* _TASK PROMPT_
Pick out each line in the rows below that contains the word "trace" and copy it in full. Treat uppercase and lowercase letters as different.
[MATERIAL PROVIDED start]
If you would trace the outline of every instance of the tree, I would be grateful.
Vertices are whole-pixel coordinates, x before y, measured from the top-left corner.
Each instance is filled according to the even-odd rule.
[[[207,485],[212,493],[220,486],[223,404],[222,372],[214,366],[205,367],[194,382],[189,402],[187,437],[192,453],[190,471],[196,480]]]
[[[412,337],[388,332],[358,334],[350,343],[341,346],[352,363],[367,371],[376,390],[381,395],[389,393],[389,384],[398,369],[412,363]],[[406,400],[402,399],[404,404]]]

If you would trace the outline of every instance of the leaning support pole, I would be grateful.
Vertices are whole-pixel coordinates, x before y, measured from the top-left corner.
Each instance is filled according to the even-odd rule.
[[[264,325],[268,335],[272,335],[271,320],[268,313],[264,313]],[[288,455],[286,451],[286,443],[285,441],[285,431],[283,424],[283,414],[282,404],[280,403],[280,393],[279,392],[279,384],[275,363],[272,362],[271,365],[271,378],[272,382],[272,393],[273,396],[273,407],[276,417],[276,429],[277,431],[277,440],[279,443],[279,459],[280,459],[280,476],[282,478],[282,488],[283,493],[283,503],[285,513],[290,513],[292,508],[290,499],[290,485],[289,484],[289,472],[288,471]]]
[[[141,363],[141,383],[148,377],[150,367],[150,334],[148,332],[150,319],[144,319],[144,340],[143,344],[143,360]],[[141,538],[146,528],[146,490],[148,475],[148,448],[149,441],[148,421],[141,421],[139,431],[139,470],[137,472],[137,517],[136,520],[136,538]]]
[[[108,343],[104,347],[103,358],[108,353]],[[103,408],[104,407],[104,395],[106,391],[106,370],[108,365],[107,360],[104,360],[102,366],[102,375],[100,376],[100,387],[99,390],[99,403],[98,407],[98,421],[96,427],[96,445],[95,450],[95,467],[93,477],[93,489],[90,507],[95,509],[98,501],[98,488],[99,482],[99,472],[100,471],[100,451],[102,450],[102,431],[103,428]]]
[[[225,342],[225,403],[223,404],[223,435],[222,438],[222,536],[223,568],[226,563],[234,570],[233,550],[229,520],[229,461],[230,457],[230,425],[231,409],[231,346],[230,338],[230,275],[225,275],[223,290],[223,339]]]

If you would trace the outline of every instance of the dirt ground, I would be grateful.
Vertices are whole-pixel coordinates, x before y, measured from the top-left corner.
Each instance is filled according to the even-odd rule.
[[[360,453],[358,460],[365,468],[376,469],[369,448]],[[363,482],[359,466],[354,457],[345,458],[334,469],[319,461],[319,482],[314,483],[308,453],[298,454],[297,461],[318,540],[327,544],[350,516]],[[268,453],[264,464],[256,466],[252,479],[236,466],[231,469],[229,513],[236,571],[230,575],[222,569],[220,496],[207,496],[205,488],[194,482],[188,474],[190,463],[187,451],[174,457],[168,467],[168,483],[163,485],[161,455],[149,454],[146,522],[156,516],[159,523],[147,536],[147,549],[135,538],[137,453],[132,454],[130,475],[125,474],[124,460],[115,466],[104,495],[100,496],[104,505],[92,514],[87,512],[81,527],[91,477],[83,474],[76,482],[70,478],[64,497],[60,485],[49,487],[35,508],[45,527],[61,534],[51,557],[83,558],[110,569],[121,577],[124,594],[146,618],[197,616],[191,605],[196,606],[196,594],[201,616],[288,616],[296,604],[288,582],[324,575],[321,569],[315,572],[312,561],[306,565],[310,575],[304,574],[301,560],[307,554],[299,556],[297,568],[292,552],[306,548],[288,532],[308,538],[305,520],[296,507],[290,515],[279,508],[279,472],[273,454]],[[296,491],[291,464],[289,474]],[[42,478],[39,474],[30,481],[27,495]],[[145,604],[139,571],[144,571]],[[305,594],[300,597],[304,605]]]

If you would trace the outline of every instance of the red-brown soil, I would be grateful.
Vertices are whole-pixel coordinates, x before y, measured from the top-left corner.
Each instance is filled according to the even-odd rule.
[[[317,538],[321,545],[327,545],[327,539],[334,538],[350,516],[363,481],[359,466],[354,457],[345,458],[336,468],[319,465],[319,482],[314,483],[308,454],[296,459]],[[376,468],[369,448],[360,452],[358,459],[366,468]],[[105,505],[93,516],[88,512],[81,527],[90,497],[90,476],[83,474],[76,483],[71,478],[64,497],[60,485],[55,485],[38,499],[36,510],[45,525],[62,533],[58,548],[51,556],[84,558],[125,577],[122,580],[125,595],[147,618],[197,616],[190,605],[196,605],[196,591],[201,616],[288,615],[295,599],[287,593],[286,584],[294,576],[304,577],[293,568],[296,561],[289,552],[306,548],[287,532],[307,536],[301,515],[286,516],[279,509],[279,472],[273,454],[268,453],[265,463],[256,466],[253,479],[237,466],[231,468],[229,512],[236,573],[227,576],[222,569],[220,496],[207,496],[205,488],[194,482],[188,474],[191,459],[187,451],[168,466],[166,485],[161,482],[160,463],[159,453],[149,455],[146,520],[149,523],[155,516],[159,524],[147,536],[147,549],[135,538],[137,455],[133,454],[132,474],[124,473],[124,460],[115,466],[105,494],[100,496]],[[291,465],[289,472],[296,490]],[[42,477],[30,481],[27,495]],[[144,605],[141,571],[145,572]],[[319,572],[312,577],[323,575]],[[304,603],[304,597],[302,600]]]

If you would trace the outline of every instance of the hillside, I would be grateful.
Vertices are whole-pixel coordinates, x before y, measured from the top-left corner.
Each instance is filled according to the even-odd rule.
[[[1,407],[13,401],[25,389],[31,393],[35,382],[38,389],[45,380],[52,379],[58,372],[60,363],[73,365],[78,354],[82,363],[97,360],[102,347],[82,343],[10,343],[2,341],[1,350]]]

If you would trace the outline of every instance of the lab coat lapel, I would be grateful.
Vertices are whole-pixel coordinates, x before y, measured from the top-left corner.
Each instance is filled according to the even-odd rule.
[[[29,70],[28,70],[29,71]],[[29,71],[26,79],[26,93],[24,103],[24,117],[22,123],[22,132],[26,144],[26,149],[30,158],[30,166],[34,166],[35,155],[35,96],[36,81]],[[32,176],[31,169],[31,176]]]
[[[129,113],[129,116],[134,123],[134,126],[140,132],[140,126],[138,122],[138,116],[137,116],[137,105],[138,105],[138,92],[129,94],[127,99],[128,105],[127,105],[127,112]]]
[MATERIAL PROVIDED end]
* _FINISHED ANSWER_
If you would trace the outline of every instance of the tree, I would be grateful.
If you would trace the outline of every instance of the leaning support pole, I would be grateful.
If you would trace the outline of every instance of the dirt ground, I would be grateful.
If you would trace the outline of every instance of the red-brown soil, I would be grateful.
If you would trace the outline of every instance of the hillside, I would be grateful.
If you would trace the outline of every instance of the lab coat lapel, I would be grateful.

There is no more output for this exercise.